__Information given__.
:::::

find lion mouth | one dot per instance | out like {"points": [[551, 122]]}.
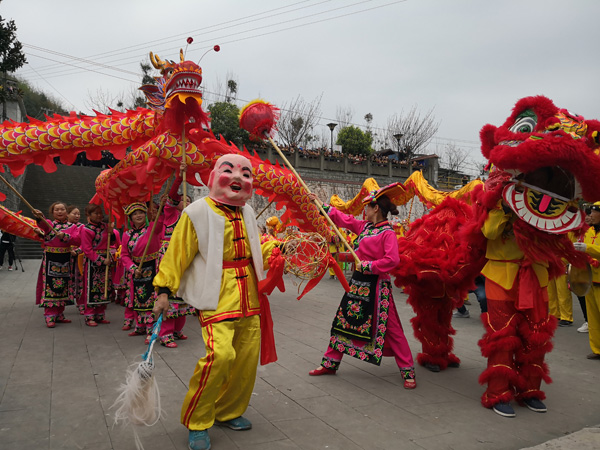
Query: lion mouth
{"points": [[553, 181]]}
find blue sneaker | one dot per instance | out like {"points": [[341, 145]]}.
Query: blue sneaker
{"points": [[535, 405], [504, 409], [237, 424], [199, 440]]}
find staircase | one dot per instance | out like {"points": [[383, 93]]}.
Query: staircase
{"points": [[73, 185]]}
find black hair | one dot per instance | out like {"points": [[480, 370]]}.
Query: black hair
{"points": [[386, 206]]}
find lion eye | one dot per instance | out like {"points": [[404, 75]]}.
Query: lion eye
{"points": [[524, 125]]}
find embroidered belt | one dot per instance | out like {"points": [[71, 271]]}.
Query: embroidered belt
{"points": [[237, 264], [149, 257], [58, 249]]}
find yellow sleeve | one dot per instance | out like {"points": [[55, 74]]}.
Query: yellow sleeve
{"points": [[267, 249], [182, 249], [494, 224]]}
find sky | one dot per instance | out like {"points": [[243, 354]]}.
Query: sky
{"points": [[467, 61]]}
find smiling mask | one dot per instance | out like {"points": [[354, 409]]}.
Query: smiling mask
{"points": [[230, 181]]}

:::::

__Directions for this task__.
Rewrite the listing above, replacing each "one dot per instance" with "one point per instance" and leaving everything else unchanged. Leave the pictures out.

__Final result__.
find lion mouth | one point per instance | out like {"points": [[551, 122]]}.
Query: lion mouth
{"points": [[553, 181]]}
find blue sneaker | one point per instance | out like {"points": [[341, 145]]}.
Query: blue sneaker
{"points": [[535, 405], [504, 409], [237, 424], [199, 440]]}
find staircase | one point per instance | out like {"points": [[383, 93]]}.
Query: staircase
{"points": [[73, 185]]}
find black hair | one point per instance | out like {"points": [[480, 370]]}.
Query: black hair
{"points": [[386, 206]]}
find lion eye | one point per instance | out like {"points": [[404, 75]]}.
Query: lion eye
{"points": [[524, 125]]}
find embroidered belt | one point per instance | out like {"points": [[71, 271]]}.
Query: embroidered belt
{"points": [[237, 264], [149, 257], [58, 249]]}
find yellow sleeve | one point per instance | out like {"points": [[55, 74]]}.
Query: yellow sleeve
{"points": [[267, 249], [182, 249], [494, 224]]}
find sky | one point per instance | out like {"points": [[243, 354]]}.
Query: sky
{"points": [[467, 61]]}
find smiling mask | one point per instance | out like {"points": [[354, 409]]}.
Query: smiling mask
{"points": [[230, 181]]}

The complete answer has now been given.